> TASK TO COMPLETE
Reproduce, character for character, the part of the items below that starts with the line containing "Dear assistant, the user would like the truck" and ends with the line containing "[482,478,529,489]". Include both of those lines and output nothing else.
##############################
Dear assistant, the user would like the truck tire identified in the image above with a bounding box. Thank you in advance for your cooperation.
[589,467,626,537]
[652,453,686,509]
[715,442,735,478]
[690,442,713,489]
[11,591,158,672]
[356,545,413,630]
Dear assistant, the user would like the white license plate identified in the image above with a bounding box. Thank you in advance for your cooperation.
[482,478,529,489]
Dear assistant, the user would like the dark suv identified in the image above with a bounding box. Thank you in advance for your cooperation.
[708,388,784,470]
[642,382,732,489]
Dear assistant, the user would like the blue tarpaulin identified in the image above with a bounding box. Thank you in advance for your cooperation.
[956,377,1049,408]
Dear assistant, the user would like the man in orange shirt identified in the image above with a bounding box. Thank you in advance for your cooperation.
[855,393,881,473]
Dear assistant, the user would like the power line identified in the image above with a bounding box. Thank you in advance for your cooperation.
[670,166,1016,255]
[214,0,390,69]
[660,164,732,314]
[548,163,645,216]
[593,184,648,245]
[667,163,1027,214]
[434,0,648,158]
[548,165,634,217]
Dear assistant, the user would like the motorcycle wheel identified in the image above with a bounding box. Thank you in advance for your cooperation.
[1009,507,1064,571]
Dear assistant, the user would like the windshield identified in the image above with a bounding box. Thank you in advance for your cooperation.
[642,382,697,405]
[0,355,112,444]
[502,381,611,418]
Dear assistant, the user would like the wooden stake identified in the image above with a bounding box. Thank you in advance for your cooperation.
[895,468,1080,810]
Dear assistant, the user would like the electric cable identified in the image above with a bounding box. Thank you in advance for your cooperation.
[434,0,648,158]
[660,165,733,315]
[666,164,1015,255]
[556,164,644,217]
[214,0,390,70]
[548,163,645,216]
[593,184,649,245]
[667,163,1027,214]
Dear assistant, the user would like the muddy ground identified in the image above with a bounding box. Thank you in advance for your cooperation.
##############################
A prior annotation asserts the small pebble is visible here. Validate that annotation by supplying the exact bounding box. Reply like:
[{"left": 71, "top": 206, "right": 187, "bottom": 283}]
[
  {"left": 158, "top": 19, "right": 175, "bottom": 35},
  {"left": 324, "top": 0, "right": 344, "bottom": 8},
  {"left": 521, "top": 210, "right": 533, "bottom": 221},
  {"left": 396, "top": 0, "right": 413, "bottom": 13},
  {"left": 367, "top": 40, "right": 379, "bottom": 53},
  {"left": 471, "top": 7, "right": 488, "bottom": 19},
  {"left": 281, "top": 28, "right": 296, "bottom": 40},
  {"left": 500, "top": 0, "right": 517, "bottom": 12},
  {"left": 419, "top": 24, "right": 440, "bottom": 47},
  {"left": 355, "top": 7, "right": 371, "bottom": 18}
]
##############################
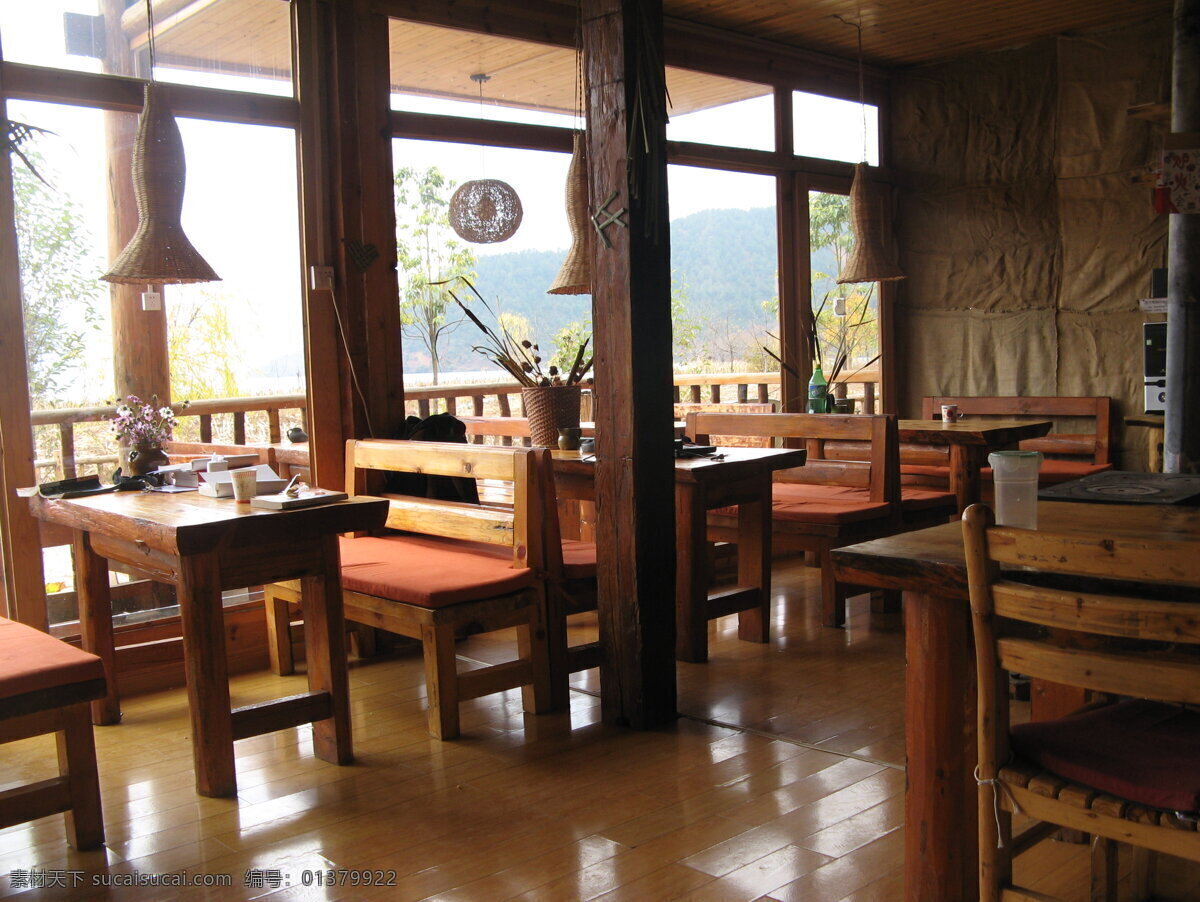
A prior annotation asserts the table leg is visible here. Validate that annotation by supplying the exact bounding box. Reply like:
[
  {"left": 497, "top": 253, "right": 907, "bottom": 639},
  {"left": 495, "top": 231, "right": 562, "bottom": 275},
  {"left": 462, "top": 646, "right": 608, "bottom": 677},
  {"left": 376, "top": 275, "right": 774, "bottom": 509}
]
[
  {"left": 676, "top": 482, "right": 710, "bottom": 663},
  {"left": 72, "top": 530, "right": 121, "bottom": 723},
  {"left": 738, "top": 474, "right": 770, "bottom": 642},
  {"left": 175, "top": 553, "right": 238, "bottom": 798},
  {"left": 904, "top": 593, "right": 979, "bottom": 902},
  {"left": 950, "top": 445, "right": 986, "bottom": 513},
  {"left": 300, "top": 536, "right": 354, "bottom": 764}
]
##############################
> CORRECT ANSWER
Dear assistant, the user would like the truck tire identified in the image above with a bounding box. Thank you in advance for your cooperation.
[589,467,626,537]
[652,453,686,509]
[715,442,735,478]
[690,442,713,489]
[11,591,158,672]
[356,545,413,630]
Dear assistant, the user would like the white license plate identified in the image above with a bounding box. Thank you in advance for your cooperation.
[482,478,529,489]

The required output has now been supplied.